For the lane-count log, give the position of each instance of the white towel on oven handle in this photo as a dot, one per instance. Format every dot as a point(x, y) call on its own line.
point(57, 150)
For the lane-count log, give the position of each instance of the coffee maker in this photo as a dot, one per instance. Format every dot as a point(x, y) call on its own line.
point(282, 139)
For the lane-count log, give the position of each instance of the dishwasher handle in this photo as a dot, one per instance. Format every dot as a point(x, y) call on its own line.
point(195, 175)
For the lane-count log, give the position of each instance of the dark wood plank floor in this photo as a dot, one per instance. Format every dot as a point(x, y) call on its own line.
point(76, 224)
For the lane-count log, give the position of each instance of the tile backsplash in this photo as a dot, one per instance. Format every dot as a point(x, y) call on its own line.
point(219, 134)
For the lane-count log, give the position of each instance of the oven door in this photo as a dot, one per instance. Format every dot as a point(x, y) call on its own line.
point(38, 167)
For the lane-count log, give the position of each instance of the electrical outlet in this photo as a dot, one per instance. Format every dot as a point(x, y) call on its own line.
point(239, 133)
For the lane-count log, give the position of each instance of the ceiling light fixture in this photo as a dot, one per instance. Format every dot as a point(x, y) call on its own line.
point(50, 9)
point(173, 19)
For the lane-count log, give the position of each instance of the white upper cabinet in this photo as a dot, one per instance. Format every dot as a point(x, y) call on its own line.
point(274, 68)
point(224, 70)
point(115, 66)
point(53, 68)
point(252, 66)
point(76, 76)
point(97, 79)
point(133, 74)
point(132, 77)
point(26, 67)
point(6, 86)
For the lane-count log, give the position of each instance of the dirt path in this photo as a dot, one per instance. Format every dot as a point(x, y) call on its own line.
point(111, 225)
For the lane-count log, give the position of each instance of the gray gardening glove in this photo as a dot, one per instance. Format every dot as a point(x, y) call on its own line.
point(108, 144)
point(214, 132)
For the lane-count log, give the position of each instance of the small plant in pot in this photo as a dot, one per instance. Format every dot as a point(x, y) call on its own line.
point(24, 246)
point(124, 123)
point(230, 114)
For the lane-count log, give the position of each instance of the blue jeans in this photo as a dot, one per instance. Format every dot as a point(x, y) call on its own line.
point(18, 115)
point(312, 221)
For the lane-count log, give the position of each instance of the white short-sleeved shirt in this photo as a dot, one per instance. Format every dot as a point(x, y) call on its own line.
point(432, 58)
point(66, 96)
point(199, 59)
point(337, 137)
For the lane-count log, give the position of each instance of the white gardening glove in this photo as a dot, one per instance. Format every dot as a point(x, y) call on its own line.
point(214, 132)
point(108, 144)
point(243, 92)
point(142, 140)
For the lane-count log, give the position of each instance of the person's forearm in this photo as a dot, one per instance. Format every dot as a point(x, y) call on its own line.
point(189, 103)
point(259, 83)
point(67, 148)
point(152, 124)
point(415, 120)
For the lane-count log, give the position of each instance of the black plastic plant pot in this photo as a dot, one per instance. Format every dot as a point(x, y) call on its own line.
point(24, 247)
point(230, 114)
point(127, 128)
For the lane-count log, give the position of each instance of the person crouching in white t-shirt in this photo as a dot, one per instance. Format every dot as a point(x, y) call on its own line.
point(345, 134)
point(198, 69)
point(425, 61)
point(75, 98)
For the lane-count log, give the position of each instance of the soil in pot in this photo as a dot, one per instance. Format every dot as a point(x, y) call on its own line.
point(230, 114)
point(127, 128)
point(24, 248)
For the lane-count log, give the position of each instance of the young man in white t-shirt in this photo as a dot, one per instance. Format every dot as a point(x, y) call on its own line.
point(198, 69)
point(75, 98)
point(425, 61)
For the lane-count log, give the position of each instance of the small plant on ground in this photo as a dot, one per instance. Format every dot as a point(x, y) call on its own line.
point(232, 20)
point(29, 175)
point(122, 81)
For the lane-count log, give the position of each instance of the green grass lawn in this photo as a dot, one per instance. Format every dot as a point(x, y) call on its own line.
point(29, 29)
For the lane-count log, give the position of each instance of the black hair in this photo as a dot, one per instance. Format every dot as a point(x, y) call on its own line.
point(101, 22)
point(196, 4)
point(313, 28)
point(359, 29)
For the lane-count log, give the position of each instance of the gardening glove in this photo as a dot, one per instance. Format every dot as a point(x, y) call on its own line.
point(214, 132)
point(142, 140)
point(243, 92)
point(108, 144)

(Task description):
For each entry above, please make an exact copy.

(Final answer):
For the lane-count log, give the position of each instance of the white towel on oven handle in this photo as a dot, one per instance. Format every dot as a point(x, y) call on its own line.
point(57, 150)
For the lane-count log, give the position of each instance of the coffee maker in this photo as a dot, one per instance. Format every dot as a point(x, y) call on its own line.
point(282, 139)
For the lane-count log, give the position of each instance of the dishwasher handle in this photo as a dot, one per instance. Format every dot as a point(x, y) call on its own line.
point(195, 175)
For the lane-count log, give the position of each instance of the dark wood plank floor in this photo as a dot, one per instance. Format every dot as a point(x, y) call on its own line.
point(76, 224)
For the lane-count log, give the position of each instance of the tile backsplash in this photo as a dot, one per instance. Format every dot as a point(x, y) call on its own line.
point(219, 134)
For the lane-count log, give the position of each instance of the oven door in this photo as a dot, one per instance. Format every dot as a point(x, y) call on its own line.
point(38, 167)
For the lane-count log, give the position of each instance of the electrical outlet in this photo as a dot, one per instance. Format every dot as a point(x, y) call on its own line.
point(239, 133)
For the lane-count log, give the position of each instance of the ceiling light fixture in this photo as a dot, one per instance. Format every dot as a point(x, y) call on its own line.
point(50, 9)
point(173, 19)
For the lane-count log, give the position of each instance of the white upper cabinet in this photo as a dot, one per instance. Format every dot as a point(x, y) call on its own line.
point(274, 68)
point(224, 70)
point(115, 66)
point(53, 68)
point(252, 66)
point(76, 76)
point(97, 79)
point(133, 74)
point(132, 77)
point(26, 67)
point(6, 86)
For the lane-count log, give the position of each instance of the dirt path in this photo as a dot, one per instance. Format every dot as a point(x, y) call on its own line.
point(111, 225)
For the lane-count log, give the position of each instance of the gray gardening glove in this photo as a dot, one per instance. Format every dot as a point(x, y) call on its own line.
point(108, 144)
point(214, 132)
For the lane-count log, give the position of each instance of the small plant in pot in this photo as a dot, one per instance. Format every dot as a point(x, y) call on its own line.
point(24, 246)
point(124, 123)
point(230, 114)
For the lane-count log, give the position of each instance of the blue jeans in this photo as a dot, one per instance. Format every dot as a point(x, y) call on its own line.
point(18, 115)
point(312, 221)
For the lane-count log, give the position of each instance of the white short-sleeved shirt in this photo as a dot, one per instance. Format every dot as a point(x, y) call on its own line.
point(432, 58)
point(66, 96)
point(199, 59)
point(337, 137)
For the lane-count log, give the position of each instance of the white gardening glove in this photo as a dot, one per instance. Format every dot as a point(x, y) call on its own line.
point(214, 132)
point(108, 144)
point(243, 92)
point(142, 140)
For the lane-count log, give the position of each instance of the person's forearm in this photo as a dot, one per instance. Format every dot as a point(x, y) call on its own line.
point(189, 103)
point(259, 83)
point(67, 148)
point(152, 124)
point(415, 120)
For the lane-count log, give the position of each instance of the black plastic plant pot in this photo as a dot, one per instance. Format every dot as a point(x, y) call on its own line.
point(24, 247)
point(230, 114)
point(127, 128)
For the lane-count log, give the position of each instance of the person crouching in white t-shirt in this photo as a dot, one per instance. Format every dot as a point(x, y) call on its own line.
point(345, 134)
point(198, 69)
point(425, 61)
point(75, 98)
For the lane-count log, give the position of each instance of the soil in pot in this photo as a dot, one per instance. Format every dot as a point(x, y) call on its own line.
point(230, 114)
point(127, 128)
point(24, 248)
For the lane-count log, give the position of each instance of the young man in white t-shirt in this photo as a dot, one per instance. Format every dot as a point(x, y) call on its own line.
point(198, 69)
point(75, 98)
point(425, 61)
For the lane-count log, give the position of each instance of the small plant on ground in this photo as a dot, one per instance. Format every dot as a point(x, y) call on its own line.
point(232, 20)
point(29, 175)
point(122, 81)
For the lane-count log, give the position of each instance of the green grass lawn in this photo as a dot, one per instance. Format every dot as a point(x, y) call on its own line.
point(29, 29)
For the lane-count log, give the position of each instance of the black hair in this photo as a dot, one per instance. Format every dot as a point(x, y) call on its own line.
point(101, 22)
point(196, 4)
point(313, 28)
point(359, 29)
For the lane-count log, give the position of each instance of the gardening glove in this photo as a dot, one per instance. Format every dot as a point(x, y) call on its own line.
point(214, 132)
point(142, 140)
point(243, 92)
point(108, 144)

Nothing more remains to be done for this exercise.